● TASK
Return every line of the material below verbatim, omitting the pictures.
═════ AVAILABLE DATA ═════
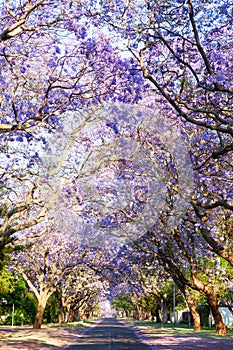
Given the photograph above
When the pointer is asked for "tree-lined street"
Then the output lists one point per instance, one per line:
(116, 141)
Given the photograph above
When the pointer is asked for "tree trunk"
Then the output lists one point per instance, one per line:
(40, 310)
(221, 328)
(192, 304)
═════
● EXERCISE OUTPUT
Given the photograph above
When the pointer is asked for "tree-lined street"
Then the output lists one point per instance, one per line:
(116, 141)
Given the photograph above
When the pointer is asked for "tree trunk"
Then the output lists one point per instance, one per line:
(40, 310)
(221, 328)
(192, 304)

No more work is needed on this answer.